>> BEGIN Article

NEDs
Director: Peter Mullan
Starring: Peter Mullan
Details: UK / 124mins (18).
It's Glasgow, 1972, and young John McGill (Forrest) has just graduated from primary school; the brother of the notorious Benny (Joey Szula), the studious John couldn't be more different with a bright future ahead of him. However, the teachers in his new school, with their humiliating tactics and liberal use of the belt, are bullies and no comfort can be found at home, where John's abused mother (Goodall) is still loyal to his drunken father (Mullan). Slowly, John (who has grown up into McCarron) is sucked into the gang that hang out on his estate, and his twitchy personality is always in danger of tipping him over into a full-blown sociopath.

>> END Article
>> BEGIN Information provided

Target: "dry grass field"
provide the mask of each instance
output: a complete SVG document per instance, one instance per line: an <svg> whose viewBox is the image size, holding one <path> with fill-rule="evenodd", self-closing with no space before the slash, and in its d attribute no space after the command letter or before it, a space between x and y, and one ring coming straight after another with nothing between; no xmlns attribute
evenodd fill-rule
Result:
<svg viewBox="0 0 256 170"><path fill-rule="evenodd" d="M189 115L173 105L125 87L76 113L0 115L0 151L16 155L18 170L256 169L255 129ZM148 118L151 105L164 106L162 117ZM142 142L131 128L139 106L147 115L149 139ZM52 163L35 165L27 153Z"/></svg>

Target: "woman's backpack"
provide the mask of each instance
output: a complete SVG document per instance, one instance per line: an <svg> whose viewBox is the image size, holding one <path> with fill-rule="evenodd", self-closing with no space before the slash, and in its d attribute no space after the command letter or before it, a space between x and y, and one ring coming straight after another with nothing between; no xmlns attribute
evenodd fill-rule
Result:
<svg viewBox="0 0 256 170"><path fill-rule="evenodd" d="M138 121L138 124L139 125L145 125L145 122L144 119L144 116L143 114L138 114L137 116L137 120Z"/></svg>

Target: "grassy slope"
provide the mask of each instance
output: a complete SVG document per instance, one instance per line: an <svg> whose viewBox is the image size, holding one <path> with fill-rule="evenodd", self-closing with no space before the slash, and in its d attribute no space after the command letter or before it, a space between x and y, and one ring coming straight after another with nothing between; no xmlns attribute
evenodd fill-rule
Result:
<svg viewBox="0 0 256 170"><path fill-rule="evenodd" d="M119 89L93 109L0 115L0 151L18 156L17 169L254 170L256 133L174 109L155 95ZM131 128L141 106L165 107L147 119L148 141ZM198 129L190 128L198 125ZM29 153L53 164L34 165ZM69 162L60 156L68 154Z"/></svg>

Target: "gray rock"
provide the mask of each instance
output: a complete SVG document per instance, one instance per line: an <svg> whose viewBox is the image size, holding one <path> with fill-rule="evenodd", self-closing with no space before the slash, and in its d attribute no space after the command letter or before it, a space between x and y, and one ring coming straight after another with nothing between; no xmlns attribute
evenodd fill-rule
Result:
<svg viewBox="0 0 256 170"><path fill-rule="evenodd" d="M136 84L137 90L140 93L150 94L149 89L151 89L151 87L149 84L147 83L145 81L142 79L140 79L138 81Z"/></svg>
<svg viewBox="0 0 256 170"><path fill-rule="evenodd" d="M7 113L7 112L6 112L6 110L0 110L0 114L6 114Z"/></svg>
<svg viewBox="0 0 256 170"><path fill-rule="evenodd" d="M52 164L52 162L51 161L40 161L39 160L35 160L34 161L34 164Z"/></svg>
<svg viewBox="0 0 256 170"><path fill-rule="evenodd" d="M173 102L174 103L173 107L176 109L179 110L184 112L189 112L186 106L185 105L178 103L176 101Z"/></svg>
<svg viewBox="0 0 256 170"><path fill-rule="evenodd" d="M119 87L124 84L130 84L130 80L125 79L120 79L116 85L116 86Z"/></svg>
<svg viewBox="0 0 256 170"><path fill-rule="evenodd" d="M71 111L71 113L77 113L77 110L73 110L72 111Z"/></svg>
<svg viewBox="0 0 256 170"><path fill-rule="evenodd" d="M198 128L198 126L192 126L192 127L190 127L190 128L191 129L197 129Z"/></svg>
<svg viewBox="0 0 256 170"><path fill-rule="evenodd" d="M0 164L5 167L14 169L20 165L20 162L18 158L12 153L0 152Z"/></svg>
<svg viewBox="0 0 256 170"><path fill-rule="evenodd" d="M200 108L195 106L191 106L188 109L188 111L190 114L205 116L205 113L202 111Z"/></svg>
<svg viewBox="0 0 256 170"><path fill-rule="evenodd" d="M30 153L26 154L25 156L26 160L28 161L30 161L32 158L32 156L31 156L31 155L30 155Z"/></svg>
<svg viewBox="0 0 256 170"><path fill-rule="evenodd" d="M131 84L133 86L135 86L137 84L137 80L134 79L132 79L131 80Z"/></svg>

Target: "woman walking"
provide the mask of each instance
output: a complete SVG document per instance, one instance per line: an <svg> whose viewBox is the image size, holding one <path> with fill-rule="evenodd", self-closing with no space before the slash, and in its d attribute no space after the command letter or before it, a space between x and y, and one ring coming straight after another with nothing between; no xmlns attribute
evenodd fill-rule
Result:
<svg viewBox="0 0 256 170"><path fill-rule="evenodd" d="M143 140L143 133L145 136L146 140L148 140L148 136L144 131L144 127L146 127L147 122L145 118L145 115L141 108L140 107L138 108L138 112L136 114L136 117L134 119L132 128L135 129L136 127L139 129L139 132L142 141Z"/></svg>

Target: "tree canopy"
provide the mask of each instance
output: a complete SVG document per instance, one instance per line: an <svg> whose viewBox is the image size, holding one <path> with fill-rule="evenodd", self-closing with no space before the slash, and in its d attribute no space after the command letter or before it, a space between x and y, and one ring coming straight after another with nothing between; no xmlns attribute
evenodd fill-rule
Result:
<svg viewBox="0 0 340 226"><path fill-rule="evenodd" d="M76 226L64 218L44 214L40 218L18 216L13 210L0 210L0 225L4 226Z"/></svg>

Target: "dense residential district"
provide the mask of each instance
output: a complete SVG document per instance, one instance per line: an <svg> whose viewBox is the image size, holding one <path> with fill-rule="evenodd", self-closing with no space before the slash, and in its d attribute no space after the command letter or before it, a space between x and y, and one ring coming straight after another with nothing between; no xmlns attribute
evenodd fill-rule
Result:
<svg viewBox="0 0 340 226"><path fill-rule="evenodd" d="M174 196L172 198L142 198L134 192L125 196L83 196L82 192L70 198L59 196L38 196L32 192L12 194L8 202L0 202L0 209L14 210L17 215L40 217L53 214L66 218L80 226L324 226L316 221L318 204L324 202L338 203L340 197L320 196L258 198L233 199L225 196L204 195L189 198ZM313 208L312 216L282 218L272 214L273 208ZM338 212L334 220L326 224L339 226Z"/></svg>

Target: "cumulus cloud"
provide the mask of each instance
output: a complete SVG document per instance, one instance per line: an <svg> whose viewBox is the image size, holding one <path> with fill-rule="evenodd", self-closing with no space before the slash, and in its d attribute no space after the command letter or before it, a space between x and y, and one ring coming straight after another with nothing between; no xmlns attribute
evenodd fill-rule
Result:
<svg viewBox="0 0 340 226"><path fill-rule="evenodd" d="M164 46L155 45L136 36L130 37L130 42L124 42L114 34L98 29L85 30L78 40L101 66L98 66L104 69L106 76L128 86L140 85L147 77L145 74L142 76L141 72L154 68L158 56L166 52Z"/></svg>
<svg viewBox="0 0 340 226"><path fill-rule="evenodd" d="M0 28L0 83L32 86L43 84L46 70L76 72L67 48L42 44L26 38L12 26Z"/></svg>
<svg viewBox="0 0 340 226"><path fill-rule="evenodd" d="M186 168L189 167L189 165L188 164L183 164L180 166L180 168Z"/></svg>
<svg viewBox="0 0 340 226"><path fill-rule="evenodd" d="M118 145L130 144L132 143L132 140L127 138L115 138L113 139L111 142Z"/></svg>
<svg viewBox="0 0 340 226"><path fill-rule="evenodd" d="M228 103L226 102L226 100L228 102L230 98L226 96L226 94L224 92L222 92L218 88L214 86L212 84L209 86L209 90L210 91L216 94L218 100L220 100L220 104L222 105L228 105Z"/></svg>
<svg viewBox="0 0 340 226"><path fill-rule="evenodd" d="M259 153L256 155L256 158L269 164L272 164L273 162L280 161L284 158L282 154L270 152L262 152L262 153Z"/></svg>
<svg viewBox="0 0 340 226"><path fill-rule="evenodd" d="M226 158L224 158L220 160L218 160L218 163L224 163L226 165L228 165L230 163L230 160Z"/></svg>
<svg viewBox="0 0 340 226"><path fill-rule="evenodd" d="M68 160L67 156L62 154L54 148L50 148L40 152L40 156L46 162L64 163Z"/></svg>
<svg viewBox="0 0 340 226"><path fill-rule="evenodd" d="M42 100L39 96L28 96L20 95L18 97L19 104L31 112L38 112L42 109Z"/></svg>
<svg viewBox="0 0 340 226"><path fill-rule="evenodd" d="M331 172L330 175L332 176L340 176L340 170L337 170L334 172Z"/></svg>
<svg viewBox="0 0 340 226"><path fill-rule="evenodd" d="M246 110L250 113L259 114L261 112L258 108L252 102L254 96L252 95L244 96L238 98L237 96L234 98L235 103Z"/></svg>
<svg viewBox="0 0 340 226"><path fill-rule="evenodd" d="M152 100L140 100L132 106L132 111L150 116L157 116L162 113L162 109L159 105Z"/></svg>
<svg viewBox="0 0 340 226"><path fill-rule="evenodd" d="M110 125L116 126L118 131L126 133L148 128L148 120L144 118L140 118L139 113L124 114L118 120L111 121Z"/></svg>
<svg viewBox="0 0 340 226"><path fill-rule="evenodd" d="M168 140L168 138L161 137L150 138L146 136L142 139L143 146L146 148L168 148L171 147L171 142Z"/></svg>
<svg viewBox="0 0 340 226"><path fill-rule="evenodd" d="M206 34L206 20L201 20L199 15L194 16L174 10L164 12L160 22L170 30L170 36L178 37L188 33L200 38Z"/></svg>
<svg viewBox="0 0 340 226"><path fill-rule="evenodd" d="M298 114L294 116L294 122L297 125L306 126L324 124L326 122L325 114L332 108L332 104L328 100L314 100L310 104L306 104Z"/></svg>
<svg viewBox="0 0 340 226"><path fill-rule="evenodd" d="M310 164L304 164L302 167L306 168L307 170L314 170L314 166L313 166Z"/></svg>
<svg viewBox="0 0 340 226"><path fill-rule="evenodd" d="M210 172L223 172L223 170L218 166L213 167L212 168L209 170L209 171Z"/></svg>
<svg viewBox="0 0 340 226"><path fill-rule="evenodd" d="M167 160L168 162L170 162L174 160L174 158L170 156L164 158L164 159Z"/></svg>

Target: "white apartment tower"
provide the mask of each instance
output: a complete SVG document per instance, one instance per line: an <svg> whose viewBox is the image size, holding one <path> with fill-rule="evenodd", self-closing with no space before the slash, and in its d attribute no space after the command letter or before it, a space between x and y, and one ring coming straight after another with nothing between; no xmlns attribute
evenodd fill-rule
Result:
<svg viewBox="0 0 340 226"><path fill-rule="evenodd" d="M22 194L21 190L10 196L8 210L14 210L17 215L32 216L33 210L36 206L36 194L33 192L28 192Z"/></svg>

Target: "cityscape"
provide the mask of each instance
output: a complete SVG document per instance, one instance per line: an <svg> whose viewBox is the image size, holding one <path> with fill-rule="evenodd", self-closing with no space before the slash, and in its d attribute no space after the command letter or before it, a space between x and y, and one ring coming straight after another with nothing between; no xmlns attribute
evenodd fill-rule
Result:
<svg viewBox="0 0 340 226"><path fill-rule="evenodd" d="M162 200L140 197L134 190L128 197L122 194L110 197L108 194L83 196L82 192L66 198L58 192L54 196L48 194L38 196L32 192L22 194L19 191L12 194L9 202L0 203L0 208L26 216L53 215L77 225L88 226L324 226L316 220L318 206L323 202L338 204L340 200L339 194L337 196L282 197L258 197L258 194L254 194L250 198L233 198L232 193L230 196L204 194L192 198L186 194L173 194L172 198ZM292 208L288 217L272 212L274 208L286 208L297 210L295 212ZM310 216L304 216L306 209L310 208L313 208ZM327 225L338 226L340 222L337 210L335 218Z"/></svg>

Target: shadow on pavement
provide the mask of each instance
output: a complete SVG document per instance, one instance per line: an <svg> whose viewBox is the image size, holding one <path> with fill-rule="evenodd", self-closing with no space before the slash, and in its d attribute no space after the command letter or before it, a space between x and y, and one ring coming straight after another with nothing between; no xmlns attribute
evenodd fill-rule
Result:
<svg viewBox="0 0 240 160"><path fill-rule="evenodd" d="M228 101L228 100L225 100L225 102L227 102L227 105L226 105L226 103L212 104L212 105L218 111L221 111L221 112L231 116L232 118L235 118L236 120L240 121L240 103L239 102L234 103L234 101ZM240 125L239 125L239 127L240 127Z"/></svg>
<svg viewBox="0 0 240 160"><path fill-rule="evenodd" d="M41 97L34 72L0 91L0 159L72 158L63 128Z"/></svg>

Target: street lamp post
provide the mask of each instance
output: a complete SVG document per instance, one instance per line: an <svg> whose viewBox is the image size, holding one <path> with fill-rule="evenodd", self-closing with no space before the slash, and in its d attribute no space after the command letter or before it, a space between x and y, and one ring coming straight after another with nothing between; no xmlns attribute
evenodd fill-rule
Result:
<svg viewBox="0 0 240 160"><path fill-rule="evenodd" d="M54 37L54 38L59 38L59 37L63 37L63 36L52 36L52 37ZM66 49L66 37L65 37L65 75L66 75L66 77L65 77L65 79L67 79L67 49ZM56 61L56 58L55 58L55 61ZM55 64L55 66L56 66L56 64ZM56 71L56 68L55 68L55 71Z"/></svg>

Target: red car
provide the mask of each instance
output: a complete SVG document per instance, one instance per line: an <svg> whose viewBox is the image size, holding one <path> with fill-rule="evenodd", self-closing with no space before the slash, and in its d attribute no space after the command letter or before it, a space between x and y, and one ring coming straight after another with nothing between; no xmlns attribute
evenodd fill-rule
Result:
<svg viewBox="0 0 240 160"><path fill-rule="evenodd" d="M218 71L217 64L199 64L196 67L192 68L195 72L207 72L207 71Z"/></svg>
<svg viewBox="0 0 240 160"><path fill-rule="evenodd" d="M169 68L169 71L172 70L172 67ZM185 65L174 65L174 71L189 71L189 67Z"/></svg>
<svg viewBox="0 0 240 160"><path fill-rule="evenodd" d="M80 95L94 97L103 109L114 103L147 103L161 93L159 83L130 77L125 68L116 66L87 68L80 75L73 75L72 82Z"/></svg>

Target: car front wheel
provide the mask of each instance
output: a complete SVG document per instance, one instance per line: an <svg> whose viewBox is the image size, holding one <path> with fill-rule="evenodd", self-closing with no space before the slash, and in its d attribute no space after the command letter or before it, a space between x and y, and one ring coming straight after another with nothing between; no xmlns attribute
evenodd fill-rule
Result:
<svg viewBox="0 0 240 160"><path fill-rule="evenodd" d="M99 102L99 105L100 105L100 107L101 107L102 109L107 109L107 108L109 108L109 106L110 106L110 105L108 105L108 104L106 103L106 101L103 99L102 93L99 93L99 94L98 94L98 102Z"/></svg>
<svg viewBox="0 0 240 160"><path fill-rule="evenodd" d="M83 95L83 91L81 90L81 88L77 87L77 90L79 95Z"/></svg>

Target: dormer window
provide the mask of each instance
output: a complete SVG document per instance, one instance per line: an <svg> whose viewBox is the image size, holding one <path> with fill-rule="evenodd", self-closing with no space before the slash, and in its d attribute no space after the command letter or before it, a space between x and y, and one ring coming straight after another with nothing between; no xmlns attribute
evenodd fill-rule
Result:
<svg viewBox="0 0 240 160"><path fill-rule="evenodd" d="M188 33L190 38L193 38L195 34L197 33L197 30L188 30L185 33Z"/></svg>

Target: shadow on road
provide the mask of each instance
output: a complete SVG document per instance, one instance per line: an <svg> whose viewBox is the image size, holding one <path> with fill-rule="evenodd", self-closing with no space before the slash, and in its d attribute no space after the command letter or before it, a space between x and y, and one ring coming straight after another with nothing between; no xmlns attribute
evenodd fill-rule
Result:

>> END Information provided

Answer these questions from the NEDs review above:
(a) Who directed the film?
(b) In what city and year does the story take place?
(c) What is the name of John McGill's brother?

(a) Peter Mullan
(b) Glasgow, 1972
(c) Benny